* _What you have to do_
Output all of the entries below precisely as written.

* _Input material_
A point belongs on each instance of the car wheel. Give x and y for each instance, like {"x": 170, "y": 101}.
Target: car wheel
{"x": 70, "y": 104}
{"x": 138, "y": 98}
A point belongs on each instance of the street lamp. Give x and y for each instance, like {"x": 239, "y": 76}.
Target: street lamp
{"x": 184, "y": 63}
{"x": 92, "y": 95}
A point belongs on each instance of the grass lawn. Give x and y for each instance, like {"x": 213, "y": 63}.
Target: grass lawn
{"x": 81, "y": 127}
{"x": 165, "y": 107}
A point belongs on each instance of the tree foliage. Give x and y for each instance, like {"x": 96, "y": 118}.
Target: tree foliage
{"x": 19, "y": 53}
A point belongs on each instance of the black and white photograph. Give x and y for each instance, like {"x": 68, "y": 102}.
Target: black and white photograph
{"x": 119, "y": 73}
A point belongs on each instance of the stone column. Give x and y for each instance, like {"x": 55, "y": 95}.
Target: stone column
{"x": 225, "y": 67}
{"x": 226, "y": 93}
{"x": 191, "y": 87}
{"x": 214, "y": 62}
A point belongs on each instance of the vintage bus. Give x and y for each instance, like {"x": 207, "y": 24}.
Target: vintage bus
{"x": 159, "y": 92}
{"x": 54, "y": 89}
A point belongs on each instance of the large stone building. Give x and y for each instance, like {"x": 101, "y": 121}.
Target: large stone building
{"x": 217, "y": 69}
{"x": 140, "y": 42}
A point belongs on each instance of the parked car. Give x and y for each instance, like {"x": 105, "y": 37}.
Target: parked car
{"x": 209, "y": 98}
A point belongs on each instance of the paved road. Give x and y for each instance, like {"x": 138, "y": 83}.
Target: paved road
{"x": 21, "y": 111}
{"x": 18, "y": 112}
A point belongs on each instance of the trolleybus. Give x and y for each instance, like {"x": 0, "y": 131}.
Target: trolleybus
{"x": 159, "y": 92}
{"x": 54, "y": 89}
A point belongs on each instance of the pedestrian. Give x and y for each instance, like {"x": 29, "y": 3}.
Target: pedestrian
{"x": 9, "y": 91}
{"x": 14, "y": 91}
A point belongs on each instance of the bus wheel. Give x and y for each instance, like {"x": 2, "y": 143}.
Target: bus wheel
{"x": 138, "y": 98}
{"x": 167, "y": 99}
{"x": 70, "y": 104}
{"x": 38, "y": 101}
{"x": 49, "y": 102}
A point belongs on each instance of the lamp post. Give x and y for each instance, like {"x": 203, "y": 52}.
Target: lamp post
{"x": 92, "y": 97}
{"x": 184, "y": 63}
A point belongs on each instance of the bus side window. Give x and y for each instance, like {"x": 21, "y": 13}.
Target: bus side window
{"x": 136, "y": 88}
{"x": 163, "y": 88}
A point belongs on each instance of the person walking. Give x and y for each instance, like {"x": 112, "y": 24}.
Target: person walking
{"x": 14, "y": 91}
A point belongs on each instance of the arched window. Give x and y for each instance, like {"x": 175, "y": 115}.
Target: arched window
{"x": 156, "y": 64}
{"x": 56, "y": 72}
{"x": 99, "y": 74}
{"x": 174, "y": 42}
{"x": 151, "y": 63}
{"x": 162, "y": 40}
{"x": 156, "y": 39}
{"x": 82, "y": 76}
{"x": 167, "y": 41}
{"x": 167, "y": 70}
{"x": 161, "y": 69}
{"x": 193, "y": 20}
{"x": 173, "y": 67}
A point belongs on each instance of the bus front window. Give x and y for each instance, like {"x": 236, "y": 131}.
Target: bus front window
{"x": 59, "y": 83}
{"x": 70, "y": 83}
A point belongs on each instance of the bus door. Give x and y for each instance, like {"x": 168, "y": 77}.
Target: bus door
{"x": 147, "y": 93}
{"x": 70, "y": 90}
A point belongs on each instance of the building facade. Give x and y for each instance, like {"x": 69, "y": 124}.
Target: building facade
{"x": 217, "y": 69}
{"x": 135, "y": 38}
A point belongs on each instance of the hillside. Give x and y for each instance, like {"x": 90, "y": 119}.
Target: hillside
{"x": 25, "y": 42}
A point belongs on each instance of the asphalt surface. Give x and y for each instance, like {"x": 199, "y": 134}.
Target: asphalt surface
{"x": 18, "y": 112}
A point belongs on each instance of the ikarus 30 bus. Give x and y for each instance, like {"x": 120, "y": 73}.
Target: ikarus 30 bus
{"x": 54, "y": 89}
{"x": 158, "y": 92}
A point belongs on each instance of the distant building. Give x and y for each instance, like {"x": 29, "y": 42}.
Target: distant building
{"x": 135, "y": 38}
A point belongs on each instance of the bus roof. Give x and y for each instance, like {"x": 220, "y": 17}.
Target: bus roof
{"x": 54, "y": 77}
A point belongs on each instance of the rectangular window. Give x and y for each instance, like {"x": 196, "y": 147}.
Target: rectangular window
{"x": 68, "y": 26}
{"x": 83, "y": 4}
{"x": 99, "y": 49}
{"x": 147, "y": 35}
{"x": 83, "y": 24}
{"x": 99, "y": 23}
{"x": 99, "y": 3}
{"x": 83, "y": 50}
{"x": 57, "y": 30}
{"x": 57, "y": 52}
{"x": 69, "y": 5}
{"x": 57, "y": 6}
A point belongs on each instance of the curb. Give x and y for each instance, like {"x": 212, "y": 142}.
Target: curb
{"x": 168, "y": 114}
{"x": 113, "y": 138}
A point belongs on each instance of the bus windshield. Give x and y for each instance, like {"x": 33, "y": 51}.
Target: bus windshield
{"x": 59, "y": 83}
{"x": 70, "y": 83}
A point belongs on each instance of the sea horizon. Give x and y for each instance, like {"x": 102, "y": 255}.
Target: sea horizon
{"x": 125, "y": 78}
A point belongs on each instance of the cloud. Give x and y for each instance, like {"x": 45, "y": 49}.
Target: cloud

* _Output below_
A point belongs on each instance of the car wheel. Give x and y for each instance, like {"x": 170, "y": 101}.
Target: car wheel
{"x": 70, "y": 104}
{"x": 138, "y": 98}
A point belongs on each instance of the street lamp. Give x and y for each instance, like {"x": 239, "y": 76}.
Target: street lamp
{"x": 184, "y": 63}
{"x": 92, "y": 95}
A point belongs on each instance of the grass lawn. Give x and y for each instance, like {"x": 213, "y": 63}.
Target: grass lawn
{"x": 81, "y": 127}
{"x": 165, "y": 107}
A point belongs on each instance of the tree foliage. Give x and y for each instance, like {"x": 96, "y": 118}.
Target: tree foliage
{"x": 19, "y": 53}
A point belongs on each instance of the black and white photograph. Give x and y for each instance, like {"x": 68, "y": 102}.
Target: black and white photograph
{"x": 119, "y": 73}
A point belongs on each instance of the stone column. Give x and y for each instance, like {"x": 55, "y": 95}.
Target: stone column
{"x": 225, "y": 67}
{"x": 226, "y": 93}
{"x": 191, "y": 87}
{"x": 214, "y": 62}
A point belongs on each instance of the vintage bus. Give x and y for each instance, like {"x": 207, "y": 24}.
Target: vintage bus
{"x": 159, "y": 92}
{"x": 54, "y": 89}
A point belongs on each instance of the large stone building. Give x and y for each instance, like {"x": 101, "y": 121}.
Target: large stone building
{"x": 217, "y": 69}
{"x": 140, "y": 42}
A point belongs on each instance of the parked car. Give x and y for each instance, like {"x": 105, "y": 37}.
Target: parked car
{"x": 209, "y": 98}
A point belongs on each instance of the paved road. Give x and y for each instance, like {"x": 138, "y": 83}.
Target: paved road
{"x": 21, "y": 111}
{"x": 18, "y": 112}
A point belongs on each instance of the trolleybus. Give x and y for each instance, like {"x": 0, "y": 131}.
Target: trolleybus
{"x": 159, "y": 92}
{"x": 54, "y": 89}
A point belongs on each instance of the pedestrian. Give x and y for each instance, like {"x": 29, "y": 3}.
Target: pedestrian
{"x": 9, "y": 91}
{"x": 14, "y": 91}
A point belongs on each instance of the bus wheel. Give x and y for each instance, like {"x": 2, "y": 143}.
Target: bus wheel
{"x": 138, "y": 98}
{"x": 167, "y": 99}
{"x": 70, "y": 104}
{"x": 38, "y": 101}
{"x": 49, "y": 102}
A point belongs on each instance of the lamp post. Give x and y for each instance, like {"x": 203, "y": 52}.
Target: lamp post
{"x": 92, "y": 97}
{"x": 184, "y": 63}
A point belongs on each instance of the bus side window. Give x and y for each instance, like {"x": 21, "y": 13}.
Target: bus side window
{"x": 136, "y": 88}
{"x": 163, "y": 88}
A point belongs on each instance of the person walking. Give x and y for each instance, like {"x": 112, "y": 24}.
Target: person walking
{"x": 14, "y": 91}
A point belongs on each instance of the arched window. Give x and y for each instance, like {"x": 175, "y": 115}.
Target: arched window
{"x": 156, "y": 64}
{"x": 56, "y": 72}
{"x": 99, "y": 74}
{"x": 174, "y": 42}
{"x": 151, "y": 63}
{"x": 162, "y": 40}
{"x": 156, "y": 39}
{"x": 82, "y": 76}
{"x": 167, "y": 41}
{"x": 167, "y": 70}
{"x": 161, "y": 69}
{"x": 193, "y": 20}
{"x": 173, "y": 67}
A point belongs on each instance of the bus front window. Give x and y for each instance, like {"x": 236, "y": 131}.
Target: bus front window
{"x": 59, "y": 83}
{"x": 70, "y": 83}
A point belongs on each instance of the bus door. Give x and y for each instance, like {"x": 168, "y": 77}.
Target: bus door
{"x": 147, "y": 93}
{"x": 70, "y": 90}
A point belongs on each instance of the building facade. Give x and y for each instance, like {"x": 69, "y": 124}.
Target: building facade
{"x": 217, "y": 69}
{"x": 135, "y": 38}
A point belongs on each instance of the hillside. Give x and y for each instance, like {"x": 90, "y": 119}.
Target: hillside
{"x": 25, "y": 42}
A point belongs on each instance of the asphalt surface. Give x and y for each instance, like {"x": 199, "y": 134}.
Target: asphalt surface
{"x": 18, "y": 112}
A point belongs on each instance of the ikarus 30 bus. Give x and y for each instance, like {"x": 120, "y": 73}.
Target: ikarus 30 bus
{"x": 54, "y": 89}
{"x": 158, "y": 92}
A point belongs on each instance of the distant building. Give x and y for each instance, like {"x": 29, "y": 42}.
Target: distant building
{"x": 135, "y": 38}
A point belongs on each instance of the bus roof. Give x and y for each instance, like {"x": 220, "y": 17}.
Target: bus roof
{"x": 54, "y": 77}
A point belongs on each instance of the rectangular window. Give x and y for each instance, like {"x": 196, "y": 147}.
Target: rectangular window
{"x": 68, "y": 26}
{"x": 83, "y": 4}
{"x": 99, "y": 49}
{"x": 147, "y": 35}
{"x": 83, "y": 24}
{"x": 99, "y": 23}
{"x": 99, "y": 3}
{"x": 83, "y": 50}
{"x": 57, "y": 30}
{"x": 57, "y": 52}
{"x": 69, "y": 5}
{"x": 57, "y": 6}
A point belongs on each instance of the curb. Give x and y for each instance, like {"x": 212, "y": 142}.
Target: curb
{"x": 168, "y": 114}
{"x": 113, "y": 138}
A point belongs on each instance of the bus windshield. Give x and y for each instance, like {"x": 33, "y": 51}.
Target: bus windshield
{"x": 59, "y": 83}
{"x": 70, "y": 83}
A point belongs on each instance of the sea horizon. Give x and y for each instance, like {"x": 102, "y": 255}.
Target: sea horizon
{"x": 125, "y": 78}
A point belongs on each instance of the cloud. Give x and y for each instance, like {"x": 45, "y": 49}.
Target: cloud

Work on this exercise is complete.